◆ **TESTO ESTRATTO**
++++++++++++++++++++

Questo bilancio non molto lusinghiero sulle vicende governative del PSOE e di Podemos non è per mettere tutti nello stesso sacco, ovviamente. E’ chiaro che per le donne, per i lavoratori e le lavoratrici, per la gente giovane, per le persone LGBT, un governo con Santiago Abascal (il leader di VOX così amico di Giorgia Meloni) come vicepresidente, sarebbe un incubo dei peggiori. Il problema è un altro. Se questo miracoloso risultato elettorale è stato in realtà il frutto della legittima paura nei confronti di questo incubo e la gente ha reagito all’appello antifascista (il PSOE ha fatto una campagna elettorale “di sinistra”, tutta centrata sulla difesa dei diritti), non è detto che lo faccia sempre e comunque. Una volta va bene, due sono già una di troppo.

++++++++++++++++++++

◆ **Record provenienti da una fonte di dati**
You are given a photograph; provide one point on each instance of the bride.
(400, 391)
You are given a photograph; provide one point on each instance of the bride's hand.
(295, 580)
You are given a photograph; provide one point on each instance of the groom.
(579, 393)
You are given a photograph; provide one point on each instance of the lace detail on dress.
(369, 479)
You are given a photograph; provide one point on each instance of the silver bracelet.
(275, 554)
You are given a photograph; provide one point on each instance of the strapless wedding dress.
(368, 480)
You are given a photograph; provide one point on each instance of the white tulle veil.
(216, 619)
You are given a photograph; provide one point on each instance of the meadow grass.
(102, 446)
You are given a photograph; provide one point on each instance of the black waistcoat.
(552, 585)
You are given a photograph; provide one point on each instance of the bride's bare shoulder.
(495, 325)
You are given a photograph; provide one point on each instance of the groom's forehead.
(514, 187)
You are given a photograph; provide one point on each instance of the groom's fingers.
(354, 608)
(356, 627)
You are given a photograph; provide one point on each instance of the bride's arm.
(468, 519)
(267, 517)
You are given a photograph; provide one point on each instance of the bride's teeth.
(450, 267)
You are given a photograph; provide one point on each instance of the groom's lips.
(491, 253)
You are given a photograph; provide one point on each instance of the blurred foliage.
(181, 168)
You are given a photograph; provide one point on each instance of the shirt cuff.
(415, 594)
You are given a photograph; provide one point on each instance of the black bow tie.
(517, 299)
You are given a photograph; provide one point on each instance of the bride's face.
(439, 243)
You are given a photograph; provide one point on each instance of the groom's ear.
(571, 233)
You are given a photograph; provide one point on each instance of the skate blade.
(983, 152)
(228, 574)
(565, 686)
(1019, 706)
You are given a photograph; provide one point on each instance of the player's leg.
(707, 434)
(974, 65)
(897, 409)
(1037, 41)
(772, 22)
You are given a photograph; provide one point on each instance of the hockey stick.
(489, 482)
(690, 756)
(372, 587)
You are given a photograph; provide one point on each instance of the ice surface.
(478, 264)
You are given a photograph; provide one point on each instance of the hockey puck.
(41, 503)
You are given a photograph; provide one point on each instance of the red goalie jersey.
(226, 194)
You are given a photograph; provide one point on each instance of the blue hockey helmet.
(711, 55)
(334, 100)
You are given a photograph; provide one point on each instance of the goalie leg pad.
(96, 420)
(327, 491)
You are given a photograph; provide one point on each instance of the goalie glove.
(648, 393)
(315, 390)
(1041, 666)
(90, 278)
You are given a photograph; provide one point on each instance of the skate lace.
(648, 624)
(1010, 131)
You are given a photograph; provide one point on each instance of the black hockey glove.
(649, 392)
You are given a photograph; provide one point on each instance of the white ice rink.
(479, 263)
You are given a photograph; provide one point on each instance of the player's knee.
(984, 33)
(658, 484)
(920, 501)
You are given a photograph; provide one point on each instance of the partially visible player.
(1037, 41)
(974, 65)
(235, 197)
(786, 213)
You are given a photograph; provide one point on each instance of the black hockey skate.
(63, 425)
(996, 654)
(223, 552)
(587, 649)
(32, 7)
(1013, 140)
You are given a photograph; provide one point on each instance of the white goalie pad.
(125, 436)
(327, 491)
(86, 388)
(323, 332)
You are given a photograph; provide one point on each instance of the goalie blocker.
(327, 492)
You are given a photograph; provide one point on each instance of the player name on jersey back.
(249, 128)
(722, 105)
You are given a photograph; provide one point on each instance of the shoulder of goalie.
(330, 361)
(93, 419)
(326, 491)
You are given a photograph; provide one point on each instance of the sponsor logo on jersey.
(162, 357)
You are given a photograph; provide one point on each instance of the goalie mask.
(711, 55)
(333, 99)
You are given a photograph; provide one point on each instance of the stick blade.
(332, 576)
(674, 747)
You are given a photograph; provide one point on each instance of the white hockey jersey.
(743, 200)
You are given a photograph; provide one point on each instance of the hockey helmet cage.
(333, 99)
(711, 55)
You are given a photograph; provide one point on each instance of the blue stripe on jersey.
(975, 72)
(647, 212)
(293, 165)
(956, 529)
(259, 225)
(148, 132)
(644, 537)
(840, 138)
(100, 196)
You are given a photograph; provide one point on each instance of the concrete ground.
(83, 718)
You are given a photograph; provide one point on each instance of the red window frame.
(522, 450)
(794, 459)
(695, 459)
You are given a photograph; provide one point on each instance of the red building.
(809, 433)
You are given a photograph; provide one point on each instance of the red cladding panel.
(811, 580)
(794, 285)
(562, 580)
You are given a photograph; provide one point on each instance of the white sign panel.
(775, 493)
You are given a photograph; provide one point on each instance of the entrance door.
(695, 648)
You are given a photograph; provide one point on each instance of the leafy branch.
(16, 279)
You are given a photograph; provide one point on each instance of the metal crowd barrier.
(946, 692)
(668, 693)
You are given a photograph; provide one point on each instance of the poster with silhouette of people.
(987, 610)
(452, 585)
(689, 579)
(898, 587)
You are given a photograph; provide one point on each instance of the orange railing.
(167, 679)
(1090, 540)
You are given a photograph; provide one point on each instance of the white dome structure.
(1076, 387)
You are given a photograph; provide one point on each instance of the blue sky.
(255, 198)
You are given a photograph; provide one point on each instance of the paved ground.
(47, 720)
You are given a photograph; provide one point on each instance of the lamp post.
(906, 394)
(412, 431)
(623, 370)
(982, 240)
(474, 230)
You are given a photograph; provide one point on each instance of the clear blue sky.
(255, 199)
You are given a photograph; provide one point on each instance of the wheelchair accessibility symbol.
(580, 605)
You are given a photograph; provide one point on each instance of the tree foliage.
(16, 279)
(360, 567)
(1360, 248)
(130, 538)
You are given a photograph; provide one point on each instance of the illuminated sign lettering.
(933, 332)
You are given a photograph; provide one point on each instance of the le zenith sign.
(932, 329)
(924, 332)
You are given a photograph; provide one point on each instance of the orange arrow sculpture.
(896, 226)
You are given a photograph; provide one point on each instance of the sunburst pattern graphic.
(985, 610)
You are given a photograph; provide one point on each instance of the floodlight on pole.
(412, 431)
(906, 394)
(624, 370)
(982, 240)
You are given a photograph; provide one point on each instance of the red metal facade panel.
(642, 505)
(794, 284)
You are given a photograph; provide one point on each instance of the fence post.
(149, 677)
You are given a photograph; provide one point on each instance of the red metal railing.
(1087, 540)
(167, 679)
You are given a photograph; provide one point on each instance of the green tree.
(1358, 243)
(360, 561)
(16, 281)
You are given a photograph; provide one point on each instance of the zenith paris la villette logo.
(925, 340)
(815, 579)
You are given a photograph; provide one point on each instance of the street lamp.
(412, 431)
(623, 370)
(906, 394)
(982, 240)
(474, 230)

++++++++++++++++++++

◆ **CONSEGNA A**
Nel testo sulle elezioni spagnole, su che cosa era centrata la campagna elettorale del PSOE?
◆ **CONSEGNA B**
Elenca tutti i gruppi di persone per cui, secondo il testo sulle elezioni spagnole, un governo con Santiago Abascal come vicepresidente sarebbe un incubo.
◆ **CONSEGNA C**
Riprendi il testo sulle elezioni spagnole e proseguilo dal punto in cui si interrompe.

◆ **RISPOSTA A**
Era centrata sulla difesa dei diritti.

◆ **RISPOSTA B**
Le donne, i lavoratori e le lavoratrici, la gente giovane, le persone LGBT.

◆ **RISPOSTA C**
Se il governo più progressista della storia di Spagna, ecc. non sarà in grado di affrontare i cruciali problemi a cui abbiamo accennato, e in senso favorevole ai lavoratori, alle donne, al pluralismo nazionale di un paese come la Spagna con un’autentica e coraggiosa riforma territoriale e politica, le stesse masse che oggi hanno votato per il PSOE e Sumar, domani potrebbero tranquillamente decidere che anche il PP va bene. Insomma, se Sanchez e soci non realizzeranno una vera svolta politica e non si limiteranno a scalfire superfici più o meno facili da scalfire a basso costo, le cose potrebbe cambiare velocemente. Le elezioni amministrativa di maggio l’hanno dimostrato con l’ascesa vertiginosa delle destre, anche se Pedro Sanchez (o chi per lui) ha saputo abilmente giocare alzando la posta. Per ora, ha vinto il piatto. Bisogna vedere se la folla che la notte del 23 luglio si è riunita sotto le finestre della calle Ferraz (la sede centrale del PSOE) gridando il “no pasaran!” della resistenza madrilena della guerra civile ci sarà anche la prossima volta.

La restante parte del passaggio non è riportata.